ALGENON L. MARBLEY, District Judge.
On November 16, 2015, the Magistrate Judge recommended that this action for a writ of habeas corpus pursuant to 28 U.S.C. § 2254 be dismissed. Report and Recommendation (ECF No. 16). Petitioner objects to that recommendation. Objection (ECF No. 19). For the reasons that follow, Petitioner's Objection is
Petitioner was convicted, following a jury trial in the Guernsey County Court of Common Pleas, of murder, with specifications, and attempted murder, with a specification, grand theft, and having a weapon under a disability. He argues in this habeas corpus action that he was denied a fair trial by the admission into evidence of photographs and testimony by a law enforcement officer regarding a re-enactment of the shooting using a laser beam. Petitioner specifically argues that the officer was not qualified to engage in crime scene re-enactments using laser sight technology, and that no reasonable trial court could accept the use of laser sight technology for the purpose of crime scene re-enactments. In recommending dismissal of the claim, the Magistrate Judge reasoned that Daubert v. Merrell Dow Pharmaceuticals, Inc., 509 U.S. 579 (1993), upon which Petitioner bases his habeas claim, did not set a constitutional standard, and that the trial court's evidentiary ruling did not contravene or unreasonably apply federal constitutional law as determined by the United States Supreme Court. Report and Recommendation. See 28 U.S.C. § 2254(d)(1).

■ Exercise brief
Using the court opinion above, decide whether each statement agrees with it. Answer yes or no for each, and quote the words of the opinion that settle it. (a) The petitioner was convicted after a bench trial. (b) The Magistrate Judge made the recommendation to dismiss on November 16, 2015. (c) The petitioner claims the officer lacked the qualifications to do crime scene re-enactments with laser sight technology.

■ Excerpted data
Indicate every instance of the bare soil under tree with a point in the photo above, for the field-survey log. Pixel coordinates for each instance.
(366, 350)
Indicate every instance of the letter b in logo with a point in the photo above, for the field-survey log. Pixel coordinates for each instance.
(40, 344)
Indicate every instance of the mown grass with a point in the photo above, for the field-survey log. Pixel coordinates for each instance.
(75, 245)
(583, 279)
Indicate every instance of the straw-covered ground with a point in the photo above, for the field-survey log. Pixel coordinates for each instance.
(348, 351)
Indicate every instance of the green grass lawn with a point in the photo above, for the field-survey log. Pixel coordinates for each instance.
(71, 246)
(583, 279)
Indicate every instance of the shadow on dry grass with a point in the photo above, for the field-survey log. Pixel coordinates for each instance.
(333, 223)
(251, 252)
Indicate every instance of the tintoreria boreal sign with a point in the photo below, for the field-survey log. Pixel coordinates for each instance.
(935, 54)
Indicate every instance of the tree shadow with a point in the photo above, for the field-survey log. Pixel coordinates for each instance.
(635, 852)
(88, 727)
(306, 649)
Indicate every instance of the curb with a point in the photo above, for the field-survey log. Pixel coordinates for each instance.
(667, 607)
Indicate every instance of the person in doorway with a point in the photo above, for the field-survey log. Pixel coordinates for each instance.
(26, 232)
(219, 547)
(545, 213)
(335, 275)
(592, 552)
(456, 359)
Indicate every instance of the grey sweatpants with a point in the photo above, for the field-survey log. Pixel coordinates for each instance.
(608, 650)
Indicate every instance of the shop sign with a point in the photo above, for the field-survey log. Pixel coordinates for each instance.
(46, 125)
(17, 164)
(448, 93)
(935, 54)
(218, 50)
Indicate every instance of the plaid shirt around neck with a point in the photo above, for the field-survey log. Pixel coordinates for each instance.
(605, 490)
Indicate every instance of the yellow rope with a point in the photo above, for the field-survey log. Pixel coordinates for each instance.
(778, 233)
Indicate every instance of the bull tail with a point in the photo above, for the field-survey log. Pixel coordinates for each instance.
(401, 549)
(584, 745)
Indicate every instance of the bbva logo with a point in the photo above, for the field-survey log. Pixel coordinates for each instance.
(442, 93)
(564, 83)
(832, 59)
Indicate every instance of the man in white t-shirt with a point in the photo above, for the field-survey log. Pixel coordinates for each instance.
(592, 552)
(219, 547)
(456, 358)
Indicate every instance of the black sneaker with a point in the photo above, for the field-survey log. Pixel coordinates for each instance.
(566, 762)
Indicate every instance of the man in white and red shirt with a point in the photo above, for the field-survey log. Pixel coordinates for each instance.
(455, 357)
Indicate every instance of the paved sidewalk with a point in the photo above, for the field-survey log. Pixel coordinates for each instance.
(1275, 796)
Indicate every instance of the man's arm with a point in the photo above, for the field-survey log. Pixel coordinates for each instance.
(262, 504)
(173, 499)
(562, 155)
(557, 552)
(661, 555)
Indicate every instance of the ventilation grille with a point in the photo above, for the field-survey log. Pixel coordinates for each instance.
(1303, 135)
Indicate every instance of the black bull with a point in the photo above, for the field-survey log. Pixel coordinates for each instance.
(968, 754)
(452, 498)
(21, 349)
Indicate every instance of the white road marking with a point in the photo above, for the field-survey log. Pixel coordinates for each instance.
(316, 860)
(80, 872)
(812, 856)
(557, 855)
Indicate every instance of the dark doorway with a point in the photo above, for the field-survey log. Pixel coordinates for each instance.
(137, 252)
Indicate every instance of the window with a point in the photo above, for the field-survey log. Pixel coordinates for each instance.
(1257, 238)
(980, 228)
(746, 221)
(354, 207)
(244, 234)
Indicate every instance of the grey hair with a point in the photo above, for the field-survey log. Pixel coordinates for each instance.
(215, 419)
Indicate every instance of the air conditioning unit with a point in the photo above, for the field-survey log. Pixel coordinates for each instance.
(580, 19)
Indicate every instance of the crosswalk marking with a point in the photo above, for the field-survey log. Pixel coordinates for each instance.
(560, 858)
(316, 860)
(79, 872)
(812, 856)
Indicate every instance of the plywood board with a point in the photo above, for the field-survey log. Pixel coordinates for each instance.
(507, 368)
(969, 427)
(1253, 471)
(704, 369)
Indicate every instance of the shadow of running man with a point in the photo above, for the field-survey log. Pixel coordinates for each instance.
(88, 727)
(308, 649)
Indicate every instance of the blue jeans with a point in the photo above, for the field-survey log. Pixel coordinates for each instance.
--
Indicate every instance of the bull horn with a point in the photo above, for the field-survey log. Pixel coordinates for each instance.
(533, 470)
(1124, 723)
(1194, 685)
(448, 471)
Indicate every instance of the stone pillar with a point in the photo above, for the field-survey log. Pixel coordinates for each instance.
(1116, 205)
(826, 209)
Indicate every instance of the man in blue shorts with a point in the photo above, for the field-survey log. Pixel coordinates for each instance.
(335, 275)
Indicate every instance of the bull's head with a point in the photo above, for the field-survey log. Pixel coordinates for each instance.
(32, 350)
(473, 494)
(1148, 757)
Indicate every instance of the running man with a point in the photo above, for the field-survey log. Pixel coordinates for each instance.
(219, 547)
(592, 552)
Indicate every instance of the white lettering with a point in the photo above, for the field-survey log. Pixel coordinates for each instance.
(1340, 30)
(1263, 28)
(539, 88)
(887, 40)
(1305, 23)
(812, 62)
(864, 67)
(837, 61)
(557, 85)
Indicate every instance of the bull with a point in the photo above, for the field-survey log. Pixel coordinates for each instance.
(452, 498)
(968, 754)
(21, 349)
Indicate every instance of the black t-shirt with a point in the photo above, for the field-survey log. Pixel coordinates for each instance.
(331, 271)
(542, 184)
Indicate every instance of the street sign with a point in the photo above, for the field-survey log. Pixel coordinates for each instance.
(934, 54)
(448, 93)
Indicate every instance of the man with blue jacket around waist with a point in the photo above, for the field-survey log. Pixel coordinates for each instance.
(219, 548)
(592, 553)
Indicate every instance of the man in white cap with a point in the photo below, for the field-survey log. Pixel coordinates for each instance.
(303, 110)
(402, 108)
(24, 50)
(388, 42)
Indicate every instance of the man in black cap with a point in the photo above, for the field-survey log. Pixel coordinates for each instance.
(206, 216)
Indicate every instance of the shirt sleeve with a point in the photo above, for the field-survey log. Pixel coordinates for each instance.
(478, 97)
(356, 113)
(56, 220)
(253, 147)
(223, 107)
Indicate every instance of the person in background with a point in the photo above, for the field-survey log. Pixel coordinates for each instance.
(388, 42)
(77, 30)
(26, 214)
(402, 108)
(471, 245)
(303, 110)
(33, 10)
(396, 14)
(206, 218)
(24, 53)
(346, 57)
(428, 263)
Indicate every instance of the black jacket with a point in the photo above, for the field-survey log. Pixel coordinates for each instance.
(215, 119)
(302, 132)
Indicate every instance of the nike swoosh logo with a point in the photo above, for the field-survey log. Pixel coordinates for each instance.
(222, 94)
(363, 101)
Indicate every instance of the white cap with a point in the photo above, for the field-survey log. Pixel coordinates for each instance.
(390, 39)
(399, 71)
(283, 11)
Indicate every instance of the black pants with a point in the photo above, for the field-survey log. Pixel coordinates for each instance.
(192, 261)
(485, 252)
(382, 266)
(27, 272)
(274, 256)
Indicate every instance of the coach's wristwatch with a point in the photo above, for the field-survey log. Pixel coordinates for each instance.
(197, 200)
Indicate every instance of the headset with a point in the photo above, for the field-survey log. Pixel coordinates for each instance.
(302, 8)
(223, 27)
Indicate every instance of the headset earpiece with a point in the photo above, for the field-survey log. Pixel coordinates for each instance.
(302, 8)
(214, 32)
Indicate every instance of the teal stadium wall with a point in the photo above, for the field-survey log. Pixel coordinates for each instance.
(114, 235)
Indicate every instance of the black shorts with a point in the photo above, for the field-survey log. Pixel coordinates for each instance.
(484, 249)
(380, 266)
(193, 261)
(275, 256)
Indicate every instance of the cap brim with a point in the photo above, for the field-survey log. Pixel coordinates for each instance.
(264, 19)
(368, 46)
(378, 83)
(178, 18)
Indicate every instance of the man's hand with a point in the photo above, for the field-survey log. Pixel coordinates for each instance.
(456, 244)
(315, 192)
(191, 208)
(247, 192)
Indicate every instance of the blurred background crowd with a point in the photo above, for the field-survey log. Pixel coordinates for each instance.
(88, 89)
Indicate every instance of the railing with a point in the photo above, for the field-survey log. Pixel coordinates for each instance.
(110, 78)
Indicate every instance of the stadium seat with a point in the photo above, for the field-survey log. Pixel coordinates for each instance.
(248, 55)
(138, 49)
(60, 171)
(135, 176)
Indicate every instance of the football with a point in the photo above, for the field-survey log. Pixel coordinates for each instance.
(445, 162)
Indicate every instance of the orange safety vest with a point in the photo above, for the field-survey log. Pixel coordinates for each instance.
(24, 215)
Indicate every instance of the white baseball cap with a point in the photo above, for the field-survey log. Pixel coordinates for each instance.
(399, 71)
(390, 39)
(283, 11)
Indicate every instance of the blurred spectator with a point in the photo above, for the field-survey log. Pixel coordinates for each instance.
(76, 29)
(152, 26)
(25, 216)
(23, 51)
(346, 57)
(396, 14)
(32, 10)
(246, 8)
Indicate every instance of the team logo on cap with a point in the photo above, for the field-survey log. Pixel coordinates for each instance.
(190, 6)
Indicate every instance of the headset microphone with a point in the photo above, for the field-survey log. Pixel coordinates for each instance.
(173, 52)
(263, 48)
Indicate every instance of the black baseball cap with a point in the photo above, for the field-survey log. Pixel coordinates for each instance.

■ Solution for this task
(a) No: "following a jury trial in the Guernsey County Court of Common Pleas"
(b) Yes: "On November 16, 2015, the Magistrate Judge recommended that this action for a writ of habeas corpus pursuant to 28 U.S.C. § 2254 be dismissed."
(c) Yes: "Petitioner specifically argues that the officer was not qualified to engage in crime scene re-enactments using laser sight technology"